AIM 1 >> Name every character from a play or novel who is mentioned in the blog post about teaching An Inspector Calls.
AIM 2 >>
Answer these from the blog post about teaching An Inspector Calls:
(a) What is the default framework students bring to An Inspector Calls?
(b) How many comments does the post show?
(c) What was the year 10 pupil convinced of?
AIM 3 >> Rewrite the part of the blog post about teaching An Inspector Calls that opens with the words containing "Of course, we" and closes with "not just English.", putting "silly" in place of "foolish".

Now, I know why English teachers don’t do this: we want students to experience the text without us having polluted it with our own interpretations. We think that the more freedom students have, the better their eventual understanding will be. I think this is an example of the difference between the way novices and experts solve problems. Just because we, as experts, might enjoy reading a text with no explicitly stated preconceptions doesn’t mean this is best for students. (It’s also worth noting that we’re largely unaware of our preconceptions because we’ve already internalised them.) Students will tend to find it easier to understand a text if they are given a contextual framework in which to place it. In the case of An Inspector Calls, the default framework is the murder mystery. Most students will have some experience of the whodunnit and that, along with the supernatural elements of the play, will convince them that the Inspector being a murderer is a plausible possibility. My argument is that it’s irresponsible not to disrupt this framework at the outset.
Of course, we don’t want to crush our students’ curiosity and nascent analysis, but neither do we want them to get too firm a hold on the wrong end of the stick. This being the case, it might be better to begin the study of An Inspector Calls by saying something like, “Some people end up believing the Inspector murders Eva Smith but this is wrong. If at any point you find yourself tempted by this view you need to recognise that it’s a misconception and look for alternative interpretations.”
Rather than taking away students’ freedom to analyse and interpret, this is liberating. It allows them to avoid building their ideas on shaky foundations and looking foolish. There really are wrong answers in English, and there are most definitely badly thought out answers. This is an approach I think might have merit in a range of subjects, not just English.
To preempt the inevitable criticism that no one actually says there are no wrong answers, have a quick look at thisthis, this, this or this. But just a quick look, mind.

2016-06-18T12:01:29+00:00June 18th, 2016|English|

16 Comments

  1. costadelsolent June 18, 2016 at 4:07 pm - Reply

    Completely agree – the “I think Lennie might” dilemma. Had a year 10 pupil convinced Lennie was pretending to have a mental illness.
    We do want to encourage analysis but doing it blindly and without understanding of context is like giving them an airfix kit but not telling them what the model is or any instructions.
    The fallacy that there are no wrong answers revolves around the misconception that texts exist without context or purpose. Of course the writer bloody meant something when they wrote it!!!

Position annotation records

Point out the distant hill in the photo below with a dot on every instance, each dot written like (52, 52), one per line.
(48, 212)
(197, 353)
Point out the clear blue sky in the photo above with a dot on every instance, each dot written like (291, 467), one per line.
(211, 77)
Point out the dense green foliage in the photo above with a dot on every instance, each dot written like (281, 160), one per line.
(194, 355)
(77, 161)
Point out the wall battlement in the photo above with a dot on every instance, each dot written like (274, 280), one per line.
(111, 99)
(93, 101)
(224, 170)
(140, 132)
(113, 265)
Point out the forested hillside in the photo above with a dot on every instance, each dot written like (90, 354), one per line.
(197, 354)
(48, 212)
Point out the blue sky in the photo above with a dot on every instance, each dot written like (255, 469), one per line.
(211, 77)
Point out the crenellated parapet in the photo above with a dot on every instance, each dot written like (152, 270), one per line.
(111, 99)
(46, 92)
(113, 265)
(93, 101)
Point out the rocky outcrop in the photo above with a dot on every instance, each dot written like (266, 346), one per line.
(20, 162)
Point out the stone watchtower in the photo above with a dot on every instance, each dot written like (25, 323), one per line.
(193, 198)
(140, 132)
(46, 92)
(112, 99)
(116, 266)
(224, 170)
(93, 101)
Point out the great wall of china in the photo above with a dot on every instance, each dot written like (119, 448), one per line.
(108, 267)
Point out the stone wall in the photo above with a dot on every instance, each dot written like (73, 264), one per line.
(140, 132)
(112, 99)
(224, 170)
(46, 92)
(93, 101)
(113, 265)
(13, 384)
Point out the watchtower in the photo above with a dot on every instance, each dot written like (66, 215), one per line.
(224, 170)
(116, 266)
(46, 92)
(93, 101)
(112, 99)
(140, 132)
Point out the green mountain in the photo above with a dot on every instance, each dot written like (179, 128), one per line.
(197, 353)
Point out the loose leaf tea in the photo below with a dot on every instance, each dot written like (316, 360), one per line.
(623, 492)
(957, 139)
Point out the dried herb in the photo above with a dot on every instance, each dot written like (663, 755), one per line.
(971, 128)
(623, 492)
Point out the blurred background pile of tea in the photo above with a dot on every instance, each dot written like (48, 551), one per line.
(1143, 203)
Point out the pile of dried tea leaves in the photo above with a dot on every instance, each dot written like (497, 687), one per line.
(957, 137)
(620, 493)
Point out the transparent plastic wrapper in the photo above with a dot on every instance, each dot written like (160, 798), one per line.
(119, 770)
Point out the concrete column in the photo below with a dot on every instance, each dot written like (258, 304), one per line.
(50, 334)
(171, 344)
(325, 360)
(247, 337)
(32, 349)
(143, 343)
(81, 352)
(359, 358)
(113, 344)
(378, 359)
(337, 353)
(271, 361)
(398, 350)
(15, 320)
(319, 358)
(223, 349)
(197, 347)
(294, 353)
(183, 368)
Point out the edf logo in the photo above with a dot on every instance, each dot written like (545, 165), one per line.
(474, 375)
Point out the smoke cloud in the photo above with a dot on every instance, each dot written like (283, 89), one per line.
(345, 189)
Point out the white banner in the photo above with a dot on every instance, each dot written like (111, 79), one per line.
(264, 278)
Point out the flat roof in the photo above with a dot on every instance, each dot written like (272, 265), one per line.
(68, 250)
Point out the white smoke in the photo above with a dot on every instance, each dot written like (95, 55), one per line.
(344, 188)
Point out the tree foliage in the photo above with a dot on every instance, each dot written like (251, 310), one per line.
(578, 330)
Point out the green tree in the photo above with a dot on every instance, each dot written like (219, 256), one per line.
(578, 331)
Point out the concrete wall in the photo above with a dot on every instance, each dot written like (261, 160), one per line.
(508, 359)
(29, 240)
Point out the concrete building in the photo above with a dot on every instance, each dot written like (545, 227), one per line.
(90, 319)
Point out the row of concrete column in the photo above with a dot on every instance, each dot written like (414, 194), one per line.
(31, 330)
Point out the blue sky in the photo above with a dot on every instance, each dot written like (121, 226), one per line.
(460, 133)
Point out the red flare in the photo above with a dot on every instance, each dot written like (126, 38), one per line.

OUTPUT 1 >> The Inspector, Eva Smith, Lennie

OUTPUT 2 >>
(a) The murder mystery.
(b) 16.
(c) That Lennie was pretending to have a mental illness.

OUTPUT 3 >>
Of course, we don’t want to crush our students’ curiosity and nascent analysis, but neither do we want them to get too firm a hold on the wrong end of the stick. This being the case, it might be better to begin the study of An Inspector Calls by saying something like, “Some people end up believing the Inspector murders Eva Smith but this is wrong. If at any point you find yourself tempted by this view you need to recognise that it’s a misconception and look for alternative interpretations.”
Rather than taking away students’ freedom to analyse and interpret, this is liberating. It allows them to avoid building their ideas on shaky foundations and looking silly. There really are wrong answers in English, and there are most definitely badly thought out answers. This is an approach I think might have merit in a range of subjects, not just English.